** Begin SUPPLIED RECORDS **

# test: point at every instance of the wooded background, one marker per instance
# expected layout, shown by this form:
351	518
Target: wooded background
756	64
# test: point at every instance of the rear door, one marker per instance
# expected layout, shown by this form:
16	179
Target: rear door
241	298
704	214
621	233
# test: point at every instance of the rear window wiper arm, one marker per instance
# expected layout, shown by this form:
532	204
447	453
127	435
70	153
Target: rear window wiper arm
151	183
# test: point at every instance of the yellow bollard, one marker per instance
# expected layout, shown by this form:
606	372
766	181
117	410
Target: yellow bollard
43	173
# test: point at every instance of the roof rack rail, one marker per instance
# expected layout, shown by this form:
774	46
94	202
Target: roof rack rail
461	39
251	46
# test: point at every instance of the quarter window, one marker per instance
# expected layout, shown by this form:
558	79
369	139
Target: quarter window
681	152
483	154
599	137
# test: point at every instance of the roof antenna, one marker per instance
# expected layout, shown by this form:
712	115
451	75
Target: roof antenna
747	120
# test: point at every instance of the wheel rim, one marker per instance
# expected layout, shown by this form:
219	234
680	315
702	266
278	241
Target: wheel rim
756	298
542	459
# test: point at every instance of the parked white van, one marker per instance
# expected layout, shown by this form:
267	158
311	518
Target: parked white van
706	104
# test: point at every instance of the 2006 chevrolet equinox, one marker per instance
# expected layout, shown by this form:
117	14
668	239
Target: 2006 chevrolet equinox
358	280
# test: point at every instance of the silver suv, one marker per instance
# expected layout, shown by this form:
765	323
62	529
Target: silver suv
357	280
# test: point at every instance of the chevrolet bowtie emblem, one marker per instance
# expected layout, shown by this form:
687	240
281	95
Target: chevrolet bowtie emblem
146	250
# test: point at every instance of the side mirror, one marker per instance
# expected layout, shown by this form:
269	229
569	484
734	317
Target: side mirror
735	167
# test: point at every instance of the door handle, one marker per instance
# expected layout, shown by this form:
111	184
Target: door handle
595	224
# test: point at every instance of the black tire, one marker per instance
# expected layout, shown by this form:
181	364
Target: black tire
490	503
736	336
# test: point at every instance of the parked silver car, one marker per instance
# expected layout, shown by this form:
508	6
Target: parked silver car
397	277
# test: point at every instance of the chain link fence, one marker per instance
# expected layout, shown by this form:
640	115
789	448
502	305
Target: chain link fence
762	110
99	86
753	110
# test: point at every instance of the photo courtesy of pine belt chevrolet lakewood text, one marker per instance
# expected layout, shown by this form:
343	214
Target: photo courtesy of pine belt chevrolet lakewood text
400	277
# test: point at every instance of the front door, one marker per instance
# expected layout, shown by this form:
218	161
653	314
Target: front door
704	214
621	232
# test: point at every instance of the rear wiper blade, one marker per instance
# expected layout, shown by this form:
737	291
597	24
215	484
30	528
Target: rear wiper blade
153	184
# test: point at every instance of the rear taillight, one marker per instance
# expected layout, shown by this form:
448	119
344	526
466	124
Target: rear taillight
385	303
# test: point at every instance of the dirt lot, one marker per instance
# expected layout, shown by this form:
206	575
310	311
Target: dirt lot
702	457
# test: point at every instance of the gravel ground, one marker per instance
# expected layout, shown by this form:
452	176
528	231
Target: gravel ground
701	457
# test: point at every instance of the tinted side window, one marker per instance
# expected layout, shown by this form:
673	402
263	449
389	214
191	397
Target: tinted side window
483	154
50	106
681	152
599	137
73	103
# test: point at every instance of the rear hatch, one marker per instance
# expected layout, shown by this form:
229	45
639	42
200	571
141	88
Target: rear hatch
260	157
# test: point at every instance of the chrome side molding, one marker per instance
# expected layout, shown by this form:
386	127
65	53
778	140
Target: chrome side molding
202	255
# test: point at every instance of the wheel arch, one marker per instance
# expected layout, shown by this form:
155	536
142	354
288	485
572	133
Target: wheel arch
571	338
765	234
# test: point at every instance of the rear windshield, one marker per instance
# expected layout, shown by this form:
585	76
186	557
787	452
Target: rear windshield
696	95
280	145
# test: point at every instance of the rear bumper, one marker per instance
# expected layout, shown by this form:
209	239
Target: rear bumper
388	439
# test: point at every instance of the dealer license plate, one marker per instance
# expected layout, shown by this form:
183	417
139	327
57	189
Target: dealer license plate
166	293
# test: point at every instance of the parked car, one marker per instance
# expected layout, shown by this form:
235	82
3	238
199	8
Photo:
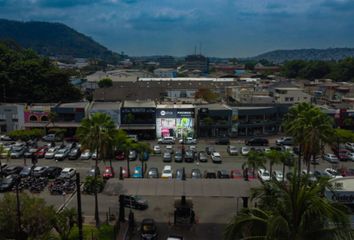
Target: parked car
137	172
167	157
30	152
330	157
52	172
18	151
178	156
189	156
12	170
245	151
7	183
135	202
26	171
209	149
232	150
330	172
61	154
236	174
166	140
222	141
157	149
167	172
39	171
85	155
223	174
67	173
179	174
196	173
209	174
169	149
285	141
202	156
257	142
51	152
41	151
148	229
133	155
216	157
278	175
108	172
349	146
153	173
74	154
93	171
51	138
188	140
263	175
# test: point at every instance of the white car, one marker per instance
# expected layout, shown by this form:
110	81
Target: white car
245	151
278	175
188	140
216	157
51	152
350	146
263	175
85	155
67	173
330	157
330	172
167	172
157	149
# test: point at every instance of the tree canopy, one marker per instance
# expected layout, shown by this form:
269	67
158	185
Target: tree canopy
27	77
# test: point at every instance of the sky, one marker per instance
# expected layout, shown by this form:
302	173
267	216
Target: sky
220	28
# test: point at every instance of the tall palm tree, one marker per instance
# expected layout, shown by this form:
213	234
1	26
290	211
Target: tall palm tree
310	128
255	160
97	134
273	157
297	211
124	143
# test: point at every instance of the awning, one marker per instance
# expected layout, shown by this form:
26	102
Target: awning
175	188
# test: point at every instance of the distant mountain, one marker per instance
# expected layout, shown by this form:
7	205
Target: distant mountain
279	56
54	39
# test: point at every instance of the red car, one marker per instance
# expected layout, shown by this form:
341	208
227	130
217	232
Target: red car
236	174
41	151
120	155
108	173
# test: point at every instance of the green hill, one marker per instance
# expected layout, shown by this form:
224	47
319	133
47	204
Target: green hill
54	39
329	54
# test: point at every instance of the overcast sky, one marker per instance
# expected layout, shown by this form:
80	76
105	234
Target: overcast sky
224	28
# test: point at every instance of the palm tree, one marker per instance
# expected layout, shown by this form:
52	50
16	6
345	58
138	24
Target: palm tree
310	128
297	210
97	134
254	161
273	157
124	143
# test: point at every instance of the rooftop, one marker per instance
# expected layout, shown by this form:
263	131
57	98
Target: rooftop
139	104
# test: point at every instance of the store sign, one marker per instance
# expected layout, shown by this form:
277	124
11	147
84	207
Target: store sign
185	113
166	113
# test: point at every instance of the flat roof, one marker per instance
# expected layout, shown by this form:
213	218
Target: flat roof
139	104
105	105
73	105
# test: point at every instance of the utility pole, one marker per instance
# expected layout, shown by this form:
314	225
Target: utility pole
79	212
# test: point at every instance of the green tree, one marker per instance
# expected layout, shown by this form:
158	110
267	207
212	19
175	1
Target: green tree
37	217
293	211
255	160
97	134
64	222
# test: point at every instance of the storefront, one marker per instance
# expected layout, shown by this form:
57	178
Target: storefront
174	120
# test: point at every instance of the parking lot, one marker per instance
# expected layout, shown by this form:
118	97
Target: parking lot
220	209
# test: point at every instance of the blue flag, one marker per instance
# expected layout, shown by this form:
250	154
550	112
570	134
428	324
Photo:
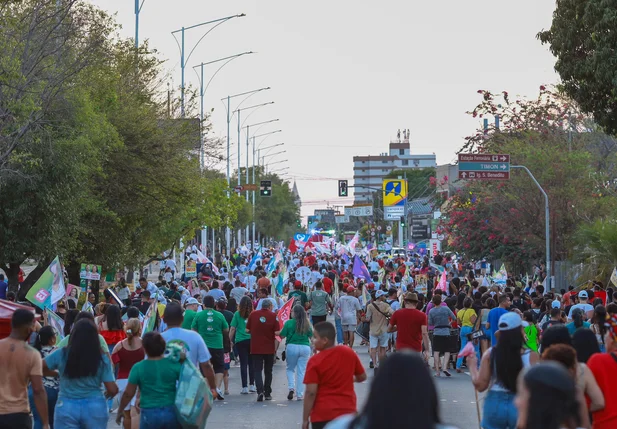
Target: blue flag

** End SUPPLIED RECORDS **

▸ **YOUR OBJECTIVE**: Restate the records word for word, omitting images.

▸ **EXERCISE RESULT**:
# test: point at every instance of the wooded background, one marker per instance
# expected layout, shown by this form:
351	518
Target: wooded background
756	64
# test: point at every instance of the rear door, one marker per instance
# expected layout, shown by this form:
16	179
Target: rear door
241	298
704	214
621	233
# test: point at every instance of the rear window wiper arm, one marker per instance
# expected layout, shown by this form:
532	204
447	453
127	435
70	153
Target: rear window wiper arm
151	183
# test: point at every instance of the yellow bollard, one marker per instance
# expected layout, shown by this form:
606	372
766	181
117	410
Target: yellow bollard
43	173
# test: point at every instance of the roof rack rail, one marker per instance
# expected layout, shown by this form:
774	46
94	202
Target: roof rack rail
461	39
251	46
# test: point at every instance of the quarter window, one marker per instance
# expected layout, shown by this form:
558	79
369	139
Target: quarter window
681	152
483	154
599	137
# test: point at every instance of the roof antenna, one marker per instance
# expected layout, shown by this form:
712	115
451	75
Target: roof antenna
747	120
# test: point at every instance of the wheel rim, one marker per instance
# expected layout, shown by this form:
219	234
680	315
702	266
278	241
Target: wheel rim
756	298
542	459
# test: point at every instance of the parked white van, one marker per instance
# expected layout, shown by this form:
267	158
311	518
Target: parked white van
706	104
# test: point at every instance of the 2006 chevrolet equinox, one marker per instance
# expected layout, shown by this form:
117	14
668	239
Target: 2006 chevrolet equinox
358	280
# test: point at every instance of the silver suv, one marker per instance
# expected layout, shown by this form:
765	323
62	529
Target: silver suv
357	280
# test: point at every instance of the chevrolet bowtie emblem, one marker per instance
# expected layout, shown by this form:
687	240
281	95
Target: chevrolet bowtie emblem
146	250
# test: point at every instance of the side mirror, one marker per instance
# expected layout, shown by this form:
269	229
569	484
734	317
Target: side mirror
735	167
# test: point at every instance of the door handle, one marker per instance
# expected layout, shown by this form:
111	184
Target: door handle
595	224
# test: point at every instance of the black tire, one marker per instance
# expected layout, shown by this form:
181	364
Target: black tire
490	503
736	336
# test: point at every instance of the parked silver car, one marker per instance
# expected layout, shown by this form:
508	6
Target: parked silver car
397	277
# test: point at every instance of the chain link fence, one marker per instance
# expected layout, shown by this form:
640	115
789	448
502	305
Target: chain link fence
762	110
99	86
753	110
# test: point at every instance of the photo courtesy of pine belt chevrolet lakewood text, one marker per instance
# expected layout, shown by this form:
343	214
Target: photo courtesy of pine belt chevrolet lakewood text
400	277
# test: point at every instance of the front door, one marker per instance
# expected layout, shown by this form:
218	161
653	314
Target: front door
704	214
621	232
# test: point at every instance of the rear wiper blade, one marker per instance
# expected layout, shown by this form:
737	291
597	24
215	484
30	528
Target: rear wiper blade
153	184
# test: point at every instance of the rear taillight, one marker per instance
# expected layout, shown by this form:
448	119
344	526
466	124
Target: rear taillight
385	303
# test: point at every instance of the dirt lot, one marker per instance
# expected layout, shown by this form:
206	575
310	311
Target: dirt lot
702	457
# test: point at every instance of the gravel ground, one marker per instance
# expected layout, shown by this form:
452	176
528	231
Target: gravel ground
701	457
# test: point at every instance of the tinted side window, one marker per instance
# expected layout, shown by this form:
673	402
263	449
389	214
191	397
Target: tinted side window
483	154
50	106
681	152
599	137
73	103
# test: point at every instance of the rear hatch, one marker per instance
# expected layout, shown by this form:
229	45
639	42
200	571
141	88
Target: rear hatch
260	157
# test: point at every instance of the chrome side molding, one marker per instance
# expected layout, shown by this form:
386	127
65	53
778	140
Target: chrome side molding
202	255
# test: point at every instance of the wheel arch, one marker per instance
# expected layout, shown by this form:
155	536
142	354
288	485
572	133
Target: wheel arch
571	338
765	234
# test: point at every instance of the rear windshield, one marker per instance
# expected layout, shown by this form:
585	76
186	557
787	452
Target: rear windshield
696	95
280	145
# test: point at every instance of the rear bumper, one marker per instance
# expected layout, shown by this form:
209	239
Target: rear bumper
388	439
# test: point at every instance of the dealer license plate, one marker per instance
# expected layout, shown by this form:
183	417
139	327
57	189
Target: dealer license plate
166	293
# test: point at every instance of the parked car, one marker per instance
# expected layout, shown by this form:
235	82
3	238
199	8
Photo:
Target: parked car
137	172
167	157
30	152
330	157
52	172
18	151
178	156
189	156
12	170
245	151
7	183
135	202
26	171
209	149
232	150
330	172
61	154
236	174
166	140
222	141
157	149
167	172
39	171
85	155
223	174
67	173
179	174
196	173
209	174
169	149
285	141
202	156
257	142
51	152
41	151
148	229
133	155
216	157
278	175
108	172
349	146
153	173
74	154
93	171
51	138
188	140
263	175
# test: point at every instance of the white car, one marker per instance
# expected layout, shown by this form:
110	81
Target: white car
245	151
278	175
188	140
216	157
51	152
350	146
263	175
85	155
67	173
330	157
330	172
167	172
157	149
# test: point at every instance of the tree canopy, one marker per instance
# expected layout, shown by this form:
269	67
158	185
Target: tree canopy
27	77
# test: point at every instance of the sky, one marker per instance
# expected layout, shown by this form:
302	173
267	216
Target: sky
220	28
# test: point at every instance of the tall palm tree, one marker per instance
# expected layout, shown by this form:
213	234
1	26
290	211
Target: tall palm tree
310	128
255	160
97	134
273	157
297	211
124	143
# test: point at every instance of the awning, one marker per instance
# expected layout, shown by this form:
26	102
Target: awning
175	188
# test: point at every instance of the distant mountain, one marker per instance
# expected layout, shown by this form:
7	205
Target: distant mountain
279	56
54	39
# test: point at every instance of the red car, one marker per instance
# expected layout, shown by this form:
341	208
227	130
217	232
Target: red car
236	174
41	151
120	155
108	173
# test: point at every instance of the green hill, one marker per instance
# expected layout, shown by this form:
224	47
319	133
47	204
Target: green hill
54	39
329	54
# test: point at every instance of the overcast sky, one marker per instance
# expected layout, shown by this form:
80	76
105	234
Target: overcast sky
224	28
# test: point at every instance of the palm tree, one marker per instance
# expected layout, shown by this form:
52	50
16	6
345	58
138	24
Target: palm tree
310	128
297	210
97	134
254	161
273	157
124	143
# test: point at every instance of the rooftop, one marker per instance
# expected layout, shown by this form:
263	131
57	98
Target: rooftop
139	104
# test: point at every instance of the store sign, one marker per instance
# expected layout, shown by this form:
277	124
11	147
84	207
Target: store sign
185	113
166	113
# test: point at every instance of the flat roof, one marker per instance
# expected layout, shown by this form:
213	218
Target: flat roof
139	104
105	105
73	105
# test: point at every instance of the utility pole, one marker per instance
# expected layout, shown by this form:
314	225
Target: utility pole
79	212
# test: point at every instance of the green tree, one marker per instance
# expected layout, shown by this form:
158	110
267	207
212	19
175	1
Target: green tree
37	217
293	211
255	160
97	134
64	222
# test: point at every instance of the storefront, one marker per instance
# expected layout, shown by this form:
57	178
Target: storefront
174	120
# test: point at every instance of the parking lot, one marker per instance
# expected layout, shown by this form:
118	97
Target: parking lot
220	209
# test: point at every instance of the blue flag, one marker per instance
# expected layout, shown by this form:
250	154
550	112
570	134
428	324
Photo:
Target: blue flag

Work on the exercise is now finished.